= GIVEN TASK =
Reproduce the lines below word for word, starting with the first and continuing up to and including the line that contains "pixel 328 23". Leave out the pictures.

= GIVEN RECORDS =
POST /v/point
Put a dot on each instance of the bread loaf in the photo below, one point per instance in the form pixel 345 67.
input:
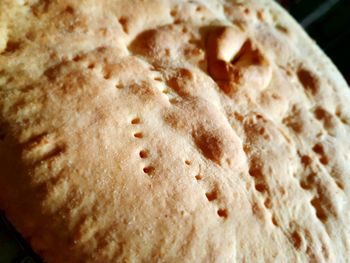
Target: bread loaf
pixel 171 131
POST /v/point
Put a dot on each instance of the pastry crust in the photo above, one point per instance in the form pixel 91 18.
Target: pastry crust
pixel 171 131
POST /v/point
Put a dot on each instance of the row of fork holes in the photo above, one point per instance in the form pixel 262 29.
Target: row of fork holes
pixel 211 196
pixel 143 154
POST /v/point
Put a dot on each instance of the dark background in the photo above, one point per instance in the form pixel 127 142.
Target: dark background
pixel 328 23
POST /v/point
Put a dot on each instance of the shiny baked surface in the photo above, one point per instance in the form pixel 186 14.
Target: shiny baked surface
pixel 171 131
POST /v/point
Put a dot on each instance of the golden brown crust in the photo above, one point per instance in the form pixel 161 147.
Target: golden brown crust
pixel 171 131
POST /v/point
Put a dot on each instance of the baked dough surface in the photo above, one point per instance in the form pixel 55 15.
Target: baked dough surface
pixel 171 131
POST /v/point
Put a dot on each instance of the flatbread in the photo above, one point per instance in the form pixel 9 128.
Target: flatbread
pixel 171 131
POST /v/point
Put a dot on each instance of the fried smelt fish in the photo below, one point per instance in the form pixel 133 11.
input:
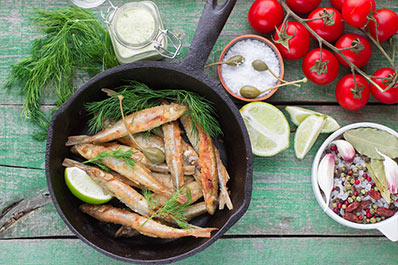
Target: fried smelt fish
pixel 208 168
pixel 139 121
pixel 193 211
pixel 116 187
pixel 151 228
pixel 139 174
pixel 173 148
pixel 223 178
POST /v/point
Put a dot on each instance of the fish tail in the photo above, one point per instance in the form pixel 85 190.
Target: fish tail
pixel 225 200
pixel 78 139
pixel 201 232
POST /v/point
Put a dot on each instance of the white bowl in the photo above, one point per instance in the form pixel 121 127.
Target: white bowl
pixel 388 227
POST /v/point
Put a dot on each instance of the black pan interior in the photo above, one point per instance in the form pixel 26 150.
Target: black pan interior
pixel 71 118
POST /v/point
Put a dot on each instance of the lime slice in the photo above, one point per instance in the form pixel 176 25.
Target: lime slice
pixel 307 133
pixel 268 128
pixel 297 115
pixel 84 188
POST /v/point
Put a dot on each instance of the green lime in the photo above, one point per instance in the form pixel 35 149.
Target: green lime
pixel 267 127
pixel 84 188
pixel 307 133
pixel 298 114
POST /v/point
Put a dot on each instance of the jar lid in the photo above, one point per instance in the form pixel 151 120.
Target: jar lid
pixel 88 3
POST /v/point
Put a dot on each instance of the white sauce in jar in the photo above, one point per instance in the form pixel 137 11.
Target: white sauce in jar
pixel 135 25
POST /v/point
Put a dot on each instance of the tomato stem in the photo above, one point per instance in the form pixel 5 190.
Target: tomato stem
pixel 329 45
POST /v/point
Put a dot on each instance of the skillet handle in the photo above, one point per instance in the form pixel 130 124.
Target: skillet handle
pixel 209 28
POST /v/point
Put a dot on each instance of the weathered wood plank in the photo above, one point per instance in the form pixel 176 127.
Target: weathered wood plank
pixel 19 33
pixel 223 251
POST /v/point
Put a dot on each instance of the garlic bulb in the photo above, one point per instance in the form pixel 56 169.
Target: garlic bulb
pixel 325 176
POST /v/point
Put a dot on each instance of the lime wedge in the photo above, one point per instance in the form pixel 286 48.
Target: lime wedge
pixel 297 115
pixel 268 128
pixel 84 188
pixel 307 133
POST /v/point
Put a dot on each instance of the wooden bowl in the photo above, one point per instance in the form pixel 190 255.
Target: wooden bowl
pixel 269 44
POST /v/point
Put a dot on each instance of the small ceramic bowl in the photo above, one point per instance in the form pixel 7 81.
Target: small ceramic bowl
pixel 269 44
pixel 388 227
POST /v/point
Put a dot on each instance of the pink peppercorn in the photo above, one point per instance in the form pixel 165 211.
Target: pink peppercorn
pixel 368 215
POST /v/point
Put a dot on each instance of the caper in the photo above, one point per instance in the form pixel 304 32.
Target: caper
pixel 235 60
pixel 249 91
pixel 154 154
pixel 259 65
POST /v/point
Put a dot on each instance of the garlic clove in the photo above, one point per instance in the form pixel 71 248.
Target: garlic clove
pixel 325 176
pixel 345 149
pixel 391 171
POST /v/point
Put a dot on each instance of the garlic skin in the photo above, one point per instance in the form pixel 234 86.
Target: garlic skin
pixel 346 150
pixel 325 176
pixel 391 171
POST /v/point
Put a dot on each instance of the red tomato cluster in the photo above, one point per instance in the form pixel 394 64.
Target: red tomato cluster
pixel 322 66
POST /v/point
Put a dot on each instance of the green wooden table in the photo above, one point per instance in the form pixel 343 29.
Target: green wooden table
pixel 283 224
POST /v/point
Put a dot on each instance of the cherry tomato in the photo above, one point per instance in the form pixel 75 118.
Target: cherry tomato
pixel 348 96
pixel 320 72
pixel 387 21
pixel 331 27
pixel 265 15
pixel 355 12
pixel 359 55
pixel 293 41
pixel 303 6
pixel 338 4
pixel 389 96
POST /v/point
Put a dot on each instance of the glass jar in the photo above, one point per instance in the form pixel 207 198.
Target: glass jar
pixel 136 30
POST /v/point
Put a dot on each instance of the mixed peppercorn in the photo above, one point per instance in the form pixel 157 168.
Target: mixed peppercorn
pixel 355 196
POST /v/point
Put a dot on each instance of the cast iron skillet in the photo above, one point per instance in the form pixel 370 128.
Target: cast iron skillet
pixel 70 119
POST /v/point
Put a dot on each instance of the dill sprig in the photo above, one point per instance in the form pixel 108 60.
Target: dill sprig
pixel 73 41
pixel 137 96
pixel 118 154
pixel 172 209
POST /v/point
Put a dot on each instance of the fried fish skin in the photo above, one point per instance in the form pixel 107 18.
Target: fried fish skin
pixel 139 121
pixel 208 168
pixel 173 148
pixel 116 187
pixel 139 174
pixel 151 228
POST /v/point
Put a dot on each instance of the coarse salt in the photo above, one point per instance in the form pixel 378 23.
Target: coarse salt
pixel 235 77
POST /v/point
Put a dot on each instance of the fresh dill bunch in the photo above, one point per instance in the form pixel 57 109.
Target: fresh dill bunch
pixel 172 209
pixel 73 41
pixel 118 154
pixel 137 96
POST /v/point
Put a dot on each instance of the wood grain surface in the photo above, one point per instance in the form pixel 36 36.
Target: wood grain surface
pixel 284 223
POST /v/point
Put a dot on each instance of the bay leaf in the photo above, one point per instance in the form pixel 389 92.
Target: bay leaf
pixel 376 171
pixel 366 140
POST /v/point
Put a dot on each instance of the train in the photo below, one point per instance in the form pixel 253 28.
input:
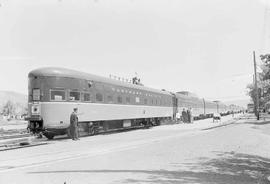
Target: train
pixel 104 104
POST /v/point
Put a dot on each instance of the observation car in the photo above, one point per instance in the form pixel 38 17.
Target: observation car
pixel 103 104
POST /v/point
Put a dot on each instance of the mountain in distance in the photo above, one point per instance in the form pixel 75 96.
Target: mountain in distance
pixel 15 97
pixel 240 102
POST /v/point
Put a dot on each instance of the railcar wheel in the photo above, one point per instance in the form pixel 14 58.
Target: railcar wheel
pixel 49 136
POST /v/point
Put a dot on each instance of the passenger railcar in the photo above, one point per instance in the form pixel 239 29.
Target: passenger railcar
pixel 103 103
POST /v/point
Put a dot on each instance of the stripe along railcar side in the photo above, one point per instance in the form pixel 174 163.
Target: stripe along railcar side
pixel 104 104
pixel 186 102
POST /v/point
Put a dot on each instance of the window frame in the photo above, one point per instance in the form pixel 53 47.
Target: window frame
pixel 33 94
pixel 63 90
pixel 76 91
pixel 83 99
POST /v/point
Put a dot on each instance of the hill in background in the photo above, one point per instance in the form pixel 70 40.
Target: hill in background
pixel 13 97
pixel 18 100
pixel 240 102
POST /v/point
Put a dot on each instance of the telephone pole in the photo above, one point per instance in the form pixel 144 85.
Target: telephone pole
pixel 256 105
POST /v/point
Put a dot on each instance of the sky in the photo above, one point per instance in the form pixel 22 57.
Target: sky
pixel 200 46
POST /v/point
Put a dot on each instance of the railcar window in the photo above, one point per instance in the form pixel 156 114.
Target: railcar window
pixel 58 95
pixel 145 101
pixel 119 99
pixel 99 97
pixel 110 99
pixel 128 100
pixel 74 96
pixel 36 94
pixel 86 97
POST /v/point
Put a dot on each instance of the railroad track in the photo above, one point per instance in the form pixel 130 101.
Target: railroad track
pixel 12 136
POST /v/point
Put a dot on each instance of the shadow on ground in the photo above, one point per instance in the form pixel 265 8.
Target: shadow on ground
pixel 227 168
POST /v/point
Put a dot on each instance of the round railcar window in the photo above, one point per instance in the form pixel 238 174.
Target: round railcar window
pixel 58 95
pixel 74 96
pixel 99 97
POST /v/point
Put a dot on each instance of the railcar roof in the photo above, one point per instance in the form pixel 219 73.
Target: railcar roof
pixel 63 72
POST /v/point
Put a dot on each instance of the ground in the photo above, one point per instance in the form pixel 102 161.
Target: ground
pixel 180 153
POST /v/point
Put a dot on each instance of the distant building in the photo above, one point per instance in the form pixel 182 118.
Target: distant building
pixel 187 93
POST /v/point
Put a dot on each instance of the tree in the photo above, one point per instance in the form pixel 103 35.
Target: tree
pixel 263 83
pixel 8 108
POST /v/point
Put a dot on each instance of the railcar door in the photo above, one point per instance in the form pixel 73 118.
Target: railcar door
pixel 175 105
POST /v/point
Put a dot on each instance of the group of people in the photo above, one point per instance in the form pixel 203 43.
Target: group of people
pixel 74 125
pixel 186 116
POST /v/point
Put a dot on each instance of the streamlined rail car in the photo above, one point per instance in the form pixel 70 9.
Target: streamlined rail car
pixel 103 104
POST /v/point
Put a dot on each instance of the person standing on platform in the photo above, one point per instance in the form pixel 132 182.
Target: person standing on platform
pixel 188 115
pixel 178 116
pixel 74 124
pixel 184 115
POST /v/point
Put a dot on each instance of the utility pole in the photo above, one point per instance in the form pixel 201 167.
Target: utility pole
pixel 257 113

= SOLUTION BELOW =
POST /v/point
Put a dot on each instance of the bread loaf in the photo below, one point per instance in the form pixel 345 67.
input:
Target: bread loaf
pixel 171 131
POST /v/point
Put a dot on each instance of the pastry crust in the photo above, one point per instance in the form pixel 91 18.
Target: pastry crust
pixel 171 131
POST /v/point
Put a dot on each instance of the row of fork holes in the photo above, one point per instance in the form pixel 262 29.
Target: row of fork holes
pixel 211 196
pixel 143 154
POST /v/point
Put a dot on each instance of the dark background in the photo above, one point per instance in the form pixel 127 142.
Target: dark background
pixel 328 23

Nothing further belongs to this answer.